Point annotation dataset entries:
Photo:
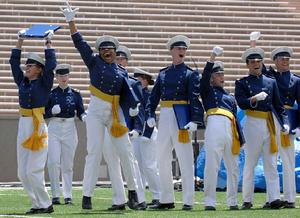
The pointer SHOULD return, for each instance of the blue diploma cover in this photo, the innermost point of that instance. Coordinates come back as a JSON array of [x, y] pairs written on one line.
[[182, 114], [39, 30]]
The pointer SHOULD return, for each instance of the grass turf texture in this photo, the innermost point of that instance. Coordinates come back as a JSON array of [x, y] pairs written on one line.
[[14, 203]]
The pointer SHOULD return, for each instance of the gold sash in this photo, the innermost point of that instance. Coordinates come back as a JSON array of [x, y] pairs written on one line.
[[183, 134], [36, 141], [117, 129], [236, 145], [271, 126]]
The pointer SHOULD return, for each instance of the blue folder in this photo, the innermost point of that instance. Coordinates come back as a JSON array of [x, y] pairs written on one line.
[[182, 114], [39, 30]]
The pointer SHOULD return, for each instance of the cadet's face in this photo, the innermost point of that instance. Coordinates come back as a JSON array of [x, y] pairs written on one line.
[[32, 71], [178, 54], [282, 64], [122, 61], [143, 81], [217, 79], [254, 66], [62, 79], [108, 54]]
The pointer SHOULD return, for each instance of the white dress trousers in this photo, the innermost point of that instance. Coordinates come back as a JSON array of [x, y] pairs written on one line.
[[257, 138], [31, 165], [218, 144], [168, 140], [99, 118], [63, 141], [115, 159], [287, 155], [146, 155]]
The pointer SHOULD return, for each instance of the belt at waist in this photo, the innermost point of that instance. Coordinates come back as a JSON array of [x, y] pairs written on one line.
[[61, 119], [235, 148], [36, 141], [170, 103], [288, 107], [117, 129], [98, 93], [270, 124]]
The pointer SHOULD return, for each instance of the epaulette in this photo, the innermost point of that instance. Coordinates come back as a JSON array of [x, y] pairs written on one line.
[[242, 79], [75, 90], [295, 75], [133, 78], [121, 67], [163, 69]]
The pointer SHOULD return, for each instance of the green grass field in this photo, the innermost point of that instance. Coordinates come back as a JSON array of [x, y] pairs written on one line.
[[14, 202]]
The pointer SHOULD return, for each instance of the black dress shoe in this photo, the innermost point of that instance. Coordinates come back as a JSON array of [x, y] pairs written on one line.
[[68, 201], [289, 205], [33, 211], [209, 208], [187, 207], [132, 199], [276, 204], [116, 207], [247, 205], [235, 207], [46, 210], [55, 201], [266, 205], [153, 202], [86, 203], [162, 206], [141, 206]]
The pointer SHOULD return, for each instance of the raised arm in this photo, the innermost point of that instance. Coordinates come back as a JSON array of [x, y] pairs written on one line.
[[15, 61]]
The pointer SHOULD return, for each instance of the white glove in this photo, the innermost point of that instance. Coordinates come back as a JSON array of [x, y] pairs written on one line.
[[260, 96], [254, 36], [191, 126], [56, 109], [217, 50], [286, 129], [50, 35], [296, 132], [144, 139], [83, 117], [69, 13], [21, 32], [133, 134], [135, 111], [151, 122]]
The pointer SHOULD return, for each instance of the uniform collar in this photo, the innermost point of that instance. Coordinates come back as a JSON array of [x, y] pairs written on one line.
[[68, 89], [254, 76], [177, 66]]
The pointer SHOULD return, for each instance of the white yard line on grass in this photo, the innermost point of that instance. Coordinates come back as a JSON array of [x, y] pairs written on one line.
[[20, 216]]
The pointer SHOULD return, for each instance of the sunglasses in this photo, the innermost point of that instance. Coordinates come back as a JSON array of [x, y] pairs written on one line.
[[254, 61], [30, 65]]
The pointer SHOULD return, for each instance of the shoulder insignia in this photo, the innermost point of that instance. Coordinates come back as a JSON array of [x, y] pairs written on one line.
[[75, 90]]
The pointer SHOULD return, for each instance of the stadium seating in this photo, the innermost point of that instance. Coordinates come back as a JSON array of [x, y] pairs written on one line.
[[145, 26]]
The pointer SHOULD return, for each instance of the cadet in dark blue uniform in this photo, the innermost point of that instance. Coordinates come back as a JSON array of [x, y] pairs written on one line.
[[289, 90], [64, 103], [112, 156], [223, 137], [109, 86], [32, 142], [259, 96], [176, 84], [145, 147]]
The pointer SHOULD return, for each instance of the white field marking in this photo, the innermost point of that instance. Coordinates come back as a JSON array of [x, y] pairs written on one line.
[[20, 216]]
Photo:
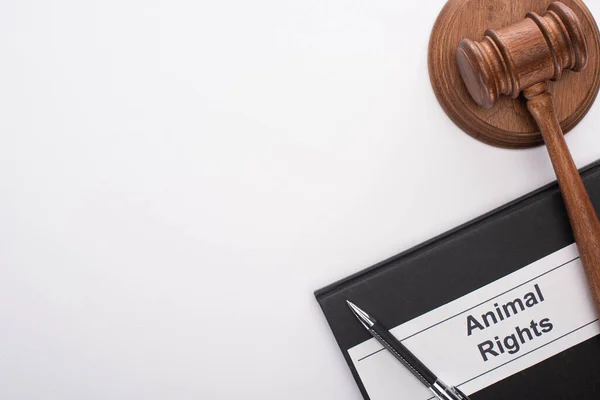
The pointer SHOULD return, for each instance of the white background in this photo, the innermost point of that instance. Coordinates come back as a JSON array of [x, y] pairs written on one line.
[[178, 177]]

**GIVEN PROBLEM:**
Output every entry above word for word, leaving out the pictures.

**COMPLETE ANSWER:**
Photo:
The pointer SHOULD return, for each instance of the blue diploma cover in this photo, the innermost point of that instance. Coordinates come back as a JSON array of [x, y] pairs written on one line.
[[182, 114], [39, 30]]
The pointer SHOULD return, for each instance of the grass turf texture in this photo, the innermost point of that instance. Coordinates come back as a JSON array of [x, y] pairs written on one line.
[[14, 203]]
The pointer SHOULD return, for each instance of the gold sash in this photo, the innermost point of that instance. Coordinates come back as a JSON array of [x, y] pairs written on one line.
[[183, 134], [36, 141], [117, 129], [236, 145], [271, 126]]
The pointer SHOULD return, for each instance of the blue folder in this photo, the innermost point of that instance. Coordinates come back as a JSON array of [x, y] pairs written on one line.
[[182, 114], [39, 30]]
The pointer SHOULD return, for each instance of the cadet's face in this photo, the innermost point of that instance. Coordinates come back as a JSON array of [x, y] pairs written on one line.
[[32, 71], [178, 54], [282, 64], [122, 61], [143, 81], [217, 79], [254, 66], [62, 79], [108, 54]]
The pointer SHOULD return, for each instance of the white dress trousers in this photo, the innermost point of that instance. Coordinates come back as a JSON array of [x, y] pairs written on one line.
[[257, 138], [31, 165], [218, 144], [168, 140], [99, 118], [63, 141], [115, 159], [287, 155], [146, 155]]
The pointer SHOULD return, for each instance of the belt at waist in this photo, the innermost point of that instance. Coordinates come back as a JSON array of [x, y] pairs written on one line.
[[61, 119], [235, 148], [36, 141], [170, 103], [288, 107], [117, 129], [98, 93], [270, 124]]
The pointer SHOULD return, for each instance of the epaulette in this photo, the innermost point of that instance. Coordinates come back as a JSON array of [x, y] pairs written on one line.
[[242, 79], [75, 90], [295, 75], [133, 78], [121, 67], [163, 69]]
The pointer SHOULD return, for each instance of the green grass field in this photo, the innermost point of that instance. Coordinates come back as a JSON array of [x, y] pairs written on one line.
[[14, 202]]
The pointer SHOULD return, for each instance of the black dress shoe in this photo, the innermost point of that instance. Coordinates come back as a JSON array of [x, y] pairs written on one line.
[[68, 201], [289, 205], [33, 211], [209, 208], [187, 207], [132, 199], [276, 204], [116, 207], [247, 205], [235, 207], [46, 210], [55, 201], [266, 205], [153, 202], [86, 203], [162, 206], [141, 206]]
The pointer SHOULD return, for each instance of the raised arm in this photo, the innermost point of that instance. Coordinates come back as a JSON array of [x, y] pairs written on one line.
[[15, 61]]
The pointer SHOULD return, for each instance of the white glove in this photo, the innermost point of that instance. Coordinates come back as a JSON array of [x, y] pairs written on one line.
[[260, 96], [254, 36], [191, 126], [56, 109], [217, 50], [286, 129], [50, 35], [296, 132], [144, 139], [83, 117], [69, 13], [21, 32], [133, 134], [135, 111], [151, 122]]
The pointer SHOULD return, for each instance of the uniform collar in this photo, the innermost point of that instance. Coordinates come back as a JSON array of [x, y] pairs written on one line.
[[68, 89], [254, 76], [177, 66]]
The pointer SHOULD return, for each instance of the white yard line on grass in this photo, the innermost point of that instance. Coordinates come back as a JSON array of [x, y] pairs written on one line.
[[20, 216]]
The pointer SHOULD return, for each instance of the sunglasses in this photo, the innermost point of that instance. Coordinates come back as a JSON array of [x, y] pairs written on one line.
[[254, 61], [30, 65]]
The pointer SHOULD return, for each instance of the shoulder insignia in this photo, the innermost point of that instance. Coordinates come back as a JSON array of [x, y] pairs written on one line.
[[75, 90]]
The pointer SHOULD return, for each instance of the stadium seating in this photo, the innermost point of that instance. Coordinates come back as a JSON array of [x, y] pairs written on one line.
[[145, 26]]
The pointer SHOULD return, for each instance of the cadet in dark blue uniform in this photo, the innermost point of that instance. Coordinates come back as a JSON array of [x, y] pairs written on one line.
[[289, 90], [64, 103], [112, 156], [223, 137], [109, 86], [32, 142], [259, 96], [176, 84], [145, 147]]
The pointer SHOULD return, for each instance of the white field marking in this photo, the innermost point of that instance. Coordinates come back as a JSON array of [x, y] pairs written on one line.
[[20, 216]]
Photo:
The pointer SHOULD return, for each instance of the white background in this photo, the innermost point of that instance. Coordinates come back as a JSON array of [x, y] pairs written on one line.
[[178, 177]]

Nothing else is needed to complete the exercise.